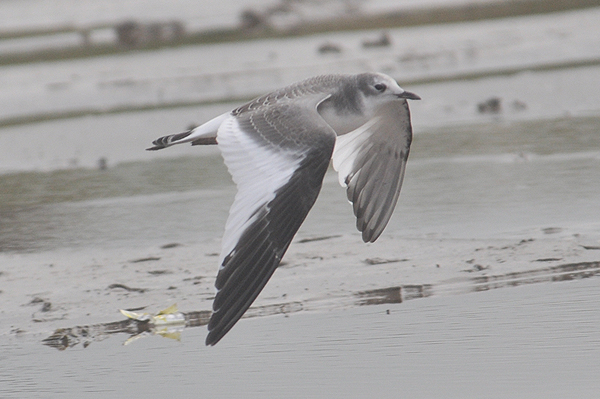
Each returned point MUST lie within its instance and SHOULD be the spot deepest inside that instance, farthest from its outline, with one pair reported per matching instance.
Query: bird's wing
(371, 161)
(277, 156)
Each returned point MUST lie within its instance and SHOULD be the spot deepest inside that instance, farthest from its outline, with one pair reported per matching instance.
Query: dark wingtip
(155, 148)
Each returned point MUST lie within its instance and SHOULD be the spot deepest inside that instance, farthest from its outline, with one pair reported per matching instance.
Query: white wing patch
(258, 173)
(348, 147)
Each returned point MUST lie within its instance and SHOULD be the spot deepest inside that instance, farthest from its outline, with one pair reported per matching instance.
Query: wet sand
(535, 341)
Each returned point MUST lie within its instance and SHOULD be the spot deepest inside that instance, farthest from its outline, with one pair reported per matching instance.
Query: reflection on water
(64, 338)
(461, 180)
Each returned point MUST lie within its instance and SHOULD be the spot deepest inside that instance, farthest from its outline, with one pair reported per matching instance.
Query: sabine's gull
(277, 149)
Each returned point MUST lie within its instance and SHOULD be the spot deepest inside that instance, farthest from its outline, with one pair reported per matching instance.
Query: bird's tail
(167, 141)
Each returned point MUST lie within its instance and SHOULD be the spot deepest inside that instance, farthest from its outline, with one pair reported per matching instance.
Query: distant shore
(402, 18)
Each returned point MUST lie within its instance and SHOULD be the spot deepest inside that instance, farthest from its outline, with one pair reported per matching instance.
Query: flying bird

----------------

## Work instruction
Give back the full listing above word for word, and let no picture through.

## Your response
Each returned point MUST lie within its instance and SHOULD be the spot deepest inside that instance, farthest from its outline, with one pair reported per matching instance.
Query: bird's wing
(371, 161)
(277, 156)
Each returned point MUST lie within its instance and SHOULD be the spot deepest inside that instance, farthest from its outline, with one pair reported per matching instance.
Query: dark wingtip
(155, 148)
Each returned point MUST lie within its instance and SHOULD be the spot deepest inside that instance, farthest from its outline, with one pair reported per matching instance.
Query: white wing patch
(258, 173)
(348, 147)
Each returned point MUST lie within its instance and SHOULD be the spot deepest inside that instance, farthest from its outline, with one pair reported per matching instance.
Query: wet sand
(535, 341)
Each returned point MUST lie within its instance and SHOULD be the spot deepest inside that instance, farthest from its outline, with one pair reported per matching instance.
Query: reflection on water
(64, 338)
(461, 180)
Each returned point MUST lie within its instance and SHOULD be the spot deepest inside that instance, farthest from its outline, with one pair reported per matching instance.
Query: sabine's gull
(277, 149)
Each returned point MUST lie within its instance and SHOULD be the spot deepest inside that instance, farthest from its outline, with one pair reported per matching instance.
Query: bird's tail
(167, 141)
Each returned point MUST lie within its instance and SHOULD be the spot deepest inside that instance, farthest from its outline, with one pair reported per matching instance.
Query: distant shore
(402, 18)
Each returned point MUST lie within its instance and SHOULD be the spot deepest inside that instance, farthest from its outline, with one pair reported per matching instance.
Query: flying bird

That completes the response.